- **What the task asks**
Verbatim reproduction of the entries is required; images must be omitted.
+++ Exercise data
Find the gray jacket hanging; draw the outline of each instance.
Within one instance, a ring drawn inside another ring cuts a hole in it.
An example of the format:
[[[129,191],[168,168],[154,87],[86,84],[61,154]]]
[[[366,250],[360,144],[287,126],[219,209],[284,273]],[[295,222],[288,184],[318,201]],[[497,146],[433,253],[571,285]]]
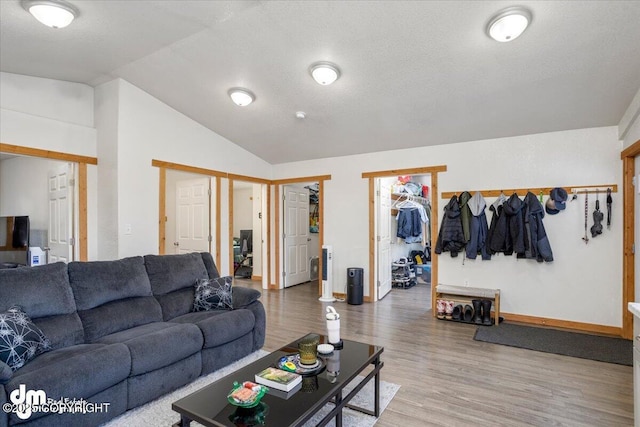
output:
[[[471,211],[467,258],[476,259],[480,254],[483,260],[490,260],[491,254],[489,253],[487,241],[489,226],[487,224],[487,215],[485,214],[487,203],[478,191],[469,199],[467,206]]]

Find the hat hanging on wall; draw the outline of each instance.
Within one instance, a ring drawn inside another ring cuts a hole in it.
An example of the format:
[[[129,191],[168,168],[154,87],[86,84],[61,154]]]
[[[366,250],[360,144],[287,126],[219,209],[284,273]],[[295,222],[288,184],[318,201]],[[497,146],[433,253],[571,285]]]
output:
[[[555,215],[567,208],[567,191],[564,188],[556,187],[549,192],[549,199],[544,210],[549,215]]]

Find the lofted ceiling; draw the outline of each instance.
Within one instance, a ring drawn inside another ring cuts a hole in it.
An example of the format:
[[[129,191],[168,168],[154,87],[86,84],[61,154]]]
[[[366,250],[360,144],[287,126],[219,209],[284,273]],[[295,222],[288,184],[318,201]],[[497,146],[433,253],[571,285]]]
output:
[[[640,1],[70,1],[54,30],[1,0],[0,70],[123,78],[271,164],[617,125],[640,89]],[[529,29],[488,38],[514,4]]]

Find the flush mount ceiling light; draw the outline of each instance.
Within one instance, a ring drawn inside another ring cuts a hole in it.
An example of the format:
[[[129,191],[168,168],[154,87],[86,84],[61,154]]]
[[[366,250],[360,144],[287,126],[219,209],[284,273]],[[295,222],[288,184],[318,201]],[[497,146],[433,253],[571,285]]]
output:
[[[229,89],[229,96],[231,100],[240,107],[246,107],[256,99],[253,93],[241,87]]]
[[[510,42],[524,33],[531,23],[531,12],[523,7],[509,7],[496,14],[487,25],[487,34],[499,42]]]
[[[340,70],[331,62],[316,62],[309,67],[311,77],[319,84],[326,86],[338,80]]]
[[[75,6],[59,0],[23,0],[22,7],[51,28],[64,28],[79,15]]]

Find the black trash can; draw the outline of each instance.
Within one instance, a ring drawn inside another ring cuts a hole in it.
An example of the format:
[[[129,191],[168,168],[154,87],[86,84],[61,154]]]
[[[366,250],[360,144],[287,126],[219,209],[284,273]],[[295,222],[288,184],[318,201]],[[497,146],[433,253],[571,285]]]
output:
[[[347,303],[352,305],[362,304],[363,298],[363,268],[347,268]]]

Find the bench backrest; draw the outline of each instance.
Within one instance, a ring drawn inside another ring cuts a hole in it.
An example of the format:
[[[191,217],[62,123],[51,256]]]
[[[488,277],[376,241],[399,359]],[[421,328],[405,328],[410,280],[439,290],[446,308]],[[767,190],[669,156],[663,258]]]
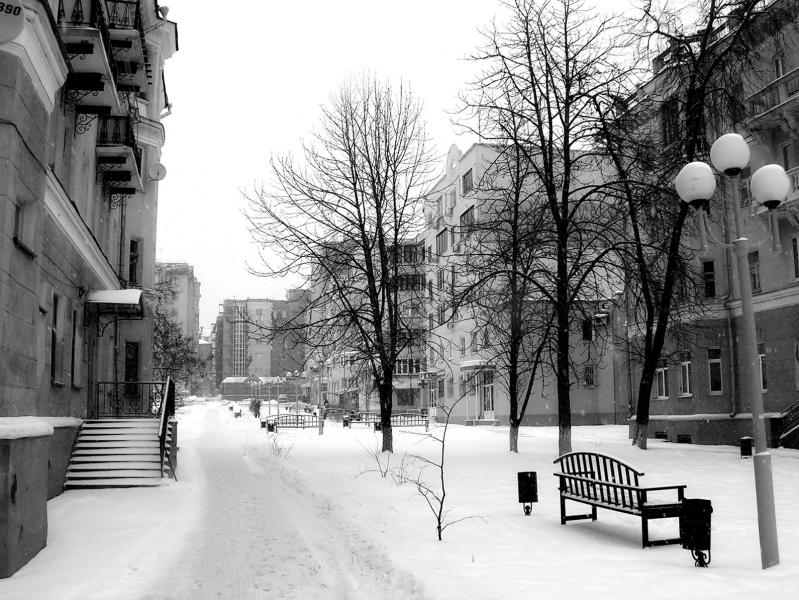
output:
[[[560,463],[561,472],[566,475],[586,477],[592,481],[561,478],[561,490],[593,498],[601,502],[625,508],[639,508],[639,494],[635,490],[616,485],[638,487],[643,471],[627,463],[597,452],[569,452],[555,459]]]

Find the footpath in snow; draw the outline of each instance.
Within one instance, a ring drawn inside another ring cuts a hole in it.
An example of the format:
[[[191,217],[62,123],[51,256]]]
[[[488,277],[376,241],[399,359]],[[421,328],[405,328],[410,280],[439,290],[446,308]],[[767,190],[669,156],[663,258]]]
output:
[[[595,523],[560,525],[555,428],[523,429],[513,455],[506,427],[451,427],[447,507],[466,520],[439,542],[415,486],[378,472],[378,457],[389,471],[409,454],[435,457],[418,429],[395,431],[395,453],[380,456],[379,434],[363,425],[284,430],[270,448],[257,420],[219,402],[182,408],[178,420],[179,481],[51,500],[47,548],[0,580],[0,599],[750,600],[784,597],[799,581],[796,451],[772,452],[782,562],[762,571],[752,463],[737,448],[653,440],[641,452],[624,427],[573,430],[575,450],[618,456],[648,485],[684,483],[687,497],[713,502],[712,562],[698,569],[679,546],[642,549],[635,517],[600,510]],[[523,470],[538,473],[529,517],[516,502]],[[421,476],[436,483],[430,469]],[[653,522],[651,533],[676,527]]]

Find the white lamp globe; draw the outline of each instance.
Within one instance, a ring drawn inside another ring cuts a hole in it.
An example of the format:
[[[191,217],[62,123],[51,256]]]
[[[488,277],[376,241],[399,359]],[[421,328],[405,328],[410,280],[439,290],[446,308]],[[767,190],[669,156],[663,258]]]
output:
[[[710,161],[717,171],[737,175],[749,164],[749,145],[737,133],[725,133],[710,147]]]
[[[769,210],[774,210],[791,193],[791,180],[780,165],[760,167],[749,184],[752,197]]]
[[[716,177],[707,163],[691,162],[680,169],[674,187],[683,202],[702,208],[716,191]]]

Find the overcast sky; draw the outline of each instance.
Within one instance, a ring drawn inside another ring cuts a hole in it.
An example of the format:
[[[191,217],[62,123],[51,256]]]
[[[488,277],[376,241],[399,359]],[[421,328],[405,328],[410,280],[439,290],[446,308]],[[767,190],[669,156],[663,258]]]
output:
[[[248,274],[258,256],[242,191],[269,180],[270,155],[296,150],[350,75],[409,83],[439,155],[474,141],[457,135],[449,113],[494,0],[161,4],[178,24],[179,50],[166,65],[173,112],[164,120],[156,256],[194,266],[203,326],[225,298],[284,297],[286,282]]]

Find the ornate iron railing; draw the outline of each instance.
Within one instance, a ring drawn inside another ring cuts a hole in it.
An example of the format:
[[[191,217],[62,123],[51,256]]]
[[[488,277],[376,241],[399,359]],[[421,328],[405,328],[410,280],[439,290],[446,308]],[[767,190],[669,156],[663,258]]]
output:
[[[105,0],[105,6],[109,27],[142,30],[139,0]]]
[[[165,386],[163,381],[99,381],[98,416],[155,418],[161,409]]]
[[[100,32],[103,50],[108,59],[111,76],[117,80],[117,63],[111,50],[111,34],[108,33],[108,10],[102,0],[58,0],[58,24],[73,27],[92,27]]]
[[[98,146],[127,146],[133,150],[136,159],[136,168],[141,174],[141,148],[136,144],[136,133],[133,129],[131,117],[102,115],[100,117],[100,131],[97,133]]]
++++++
- **Solution for this task**
Find the gray jacket hanging; draw the outline of each instance.
Within one instance, a ring drawn inside another ring cuts a hole in it.
An example of the format:
[[[129,191],[168,168],[154,87],[86,84],[61,154]]]
[[[366,250],[360,144],[287,126],[219,209],[284,273]],[[295,222],[288,184],[318,201]],[[497,146],[433,253],[571,285]]]
output:
[[[471,211],[467,258],[476,259],[480,254],[483,260],[490,260],[491,254],[489,253],[487,241],[489,226],[487,224],[487,215],[485,214],[487,203],[478,191],[469,199],[467,206]]]

Find the hat hanging on wall; draw the outline of each instance.
Within one instance, a ring drawn inside another ring cuts a hole in it.
An example of the format:
[[[129,191],[168,168],[154,87],[86,84],[61,154]]]
[[[366,250],[360,144],[287,126],[219,209],[284,273]],[[295,222],[288,184],[318,201]],[[497,146],[433,253],[571,285]]]
output:
[[[555,215],[567,208],[567,191],[564,188],[556,187],[549,192],[549,199],[544,210],[549,215]]]

Find the lofted ceiling; draw the outline of each instance.
Within one instance, a ring drawn inside another ring cuts a hole in it.
An example of the format:
[[[129,191],[168,168],[154,87],[86,84],[61,154]]]
[[[366,250],[360,144],[287,126],[219,209],[284,273]],[[295,222],[288,184],[318,201]],[[497,146],[433,253],[571,285]]]
output:
[[[640,1],[70,1],[54,30],[1,0],[0,70],[123,78],[271,164],[617,125],[640,89]],[[529,29],[488,38],[514,4]]]

Find the flush mount ceiling light; draw the outline of each instance.
Within one instance, a ring drawn inside another ring cuts a hole in it.
An example of the format:
[[[129,191],[168,168],[154,87],[86,84],[61,154]]]
[[[366,250],[360,144],[287,126],[219,209],[284,273]],[[295,222],[288,184],[318,201]],[[497,146],[433,253],[571,285]]]
output:
[[[229,89],[229,96],[231,100],[240,107],[246,107],[256,99],[253,93],[241,87]]]
[[[510,42],[524,33],[531,23],[531,12],[523,7],[509,7],[496,14],[487,25],[487,34],[499,42]]]
[[[340,70],[331,62],[316,62],[309,67],[311,77],[319,84],[326,86],[338,80]]]
[[[75,6],[59,0],[23,0],[22,7],[51,28],[64,28],[79,15]]]

Find the black trash can; draw the outline of each instance.
Within one instance, a ring drawn inside another ring cuts a hole in it.
An example of the format:
[[[129,191],[168,168],[154,87],[86,84],[61,154]]]
[[[366,250],[360,144],[287,126],[219,209],[284,273]],[[295,222],[288,184],[318,201]],[[497,146],[433,253],[571,285]]]
output:
[[[347,303],[352,305],[362,304],[363,298],[363,268],[347,268]]]

Find the bench backrest; draw the outline of each instance.
Within one instance, a ring drawn inside another ring cuts a hole in it.
An example of the format:
[[[191,217],[62,123],[51,256]]]
[[[488,277],[376,241],[399,359]],[[421,328],[405,328],[410,280],[439,290],[446,308]],[[767,190],[669,156],[663,258]]]
output:
[[[560,463],[561,472],[566,475],[586,477],[592,481],[561,478],[561,490],[593,498],[601,502],[625,508],[639,508],[639,494],[635,490],[616,485],[638,487],[643,471],[627,463],[597,452],[569,452],[555,459]]]

Find the footpath in snow; draw the outline of each instance.
Within one instance, a ring drawn inside another ring cuts a hole in it.
An example of the format:
[[[191,217],[62,123],[51,256]]]
[[[488,277],[376,241],[399,359]],[[421,328],[405,328],[410,280],[439,290],[446,308]],[[767,190],[669,156],[663,258]]]
output:
[[[595,523],[560,525],[555,428],[523,429],[513,455],[506,427],[451,427],[447,507],[466,520],[439,542],[415,486],[378,472],[378,457],[389,471],[409,454],[435,457],[418,429],[395,431],[395,453],[380,456],[379,434],[363,425],[284,430],[270,448],[257,420],[219,402],[182,408],[178,420],[179,481],[51,500],[47,548],[0,580],[0,599],[750,600],[784,597],[799,581],[796,451],[772,452],[782,562],[762,571],[752,463],[737,448],[653,440],[641,452],[624,427],[573,430],[575,450],[618,456],[648,485],[684,483],[687,497],[713,502],[712,562],[698,569],[679,546],[642,549],[635,517],[600,510]],[[523,470],[538,473],[529,517],[516,502]],[[421,476],[436,483],[430,469]],[[653,522],[651,533],[676,527]]]

Find the white lamp globe; draw the outline of each instance.
Within one instance, a ring drawn inside another ring cuts a hole in it.
An example of the format:
[[[191,217],[62,123],[51,256]]]
[[[488,277],[376,241],[399,359]],[[421,328],[405,328],[410,280],[439,290],[446,308]],[[767,190],[669,156],[663,258]]]
output:
[[[710,161],[717,171],[737,175],[749,164],[749,145],[737,133],[725,133],[710,147]]]
[[[769,210],[774,210],[791,193],[791,180],[780,165],[760,167],[749,184],[752,197]]]
[[[716,177],[707,163],[691,162],[680,169],[674,187],[683,202],[702,208],[716,191]]]

Find the overcast sky; draw the outline of each instance.
Within one instance, a ring drawn inside another ring cuts a hole in it.
An example of the format:
[[[191,217],[62,123],[51,256]]]
[[[488,277],[376,241],[399,359]],[[421,328],[405,328],[410,280],[439,290],[446,308]],[[767,190],[669,156],[663,258]]]
output:
[[[248,274],[258,256],[242,191],[269,180],[270,155],[296,150],[350,75],[409,83],[439,155],[474,141],[457,135],[449,113],[494,0],[161,4],[178,24],[179,50],[166,65],[173,112],[164,120],[156,256],[194,266],[203,326],[225,298],[284,297],[286,282]]]

Find the ornate iron railing; draw the outline of each instance.
Within one instance, a ring drawn inside another ring cuts a hole in it.
An example of the format:
[[[191,217],[62,123],[51,256]]]
[[[488,277],[376,241],[399,359]],[[421,328],[405,328],[410,280],[439,290],[446,308]],[[767,190],[669,156],[663,258]]]
output:
[[[105,0],[105,6],[109,27],[142,30],[139,0]]]
[[[165,386],[163,381],[99,381],[98,416],[155,418],[161,409]]]
[[[100,32],[103,50],[108,59],[111,76],[117,80],[117,63],[111,50],[111,34],[108,33],[108,10],[102,0],[58,0],[58,24],[73,27],[92,27]]]
[[[98,146],[127,146],[133,150],[136,159],[136,168],[141,174],[141,148],[136,144],[136,133],[133,129],[131,117],[102,115],[100,117],[100,131],[97,133]]]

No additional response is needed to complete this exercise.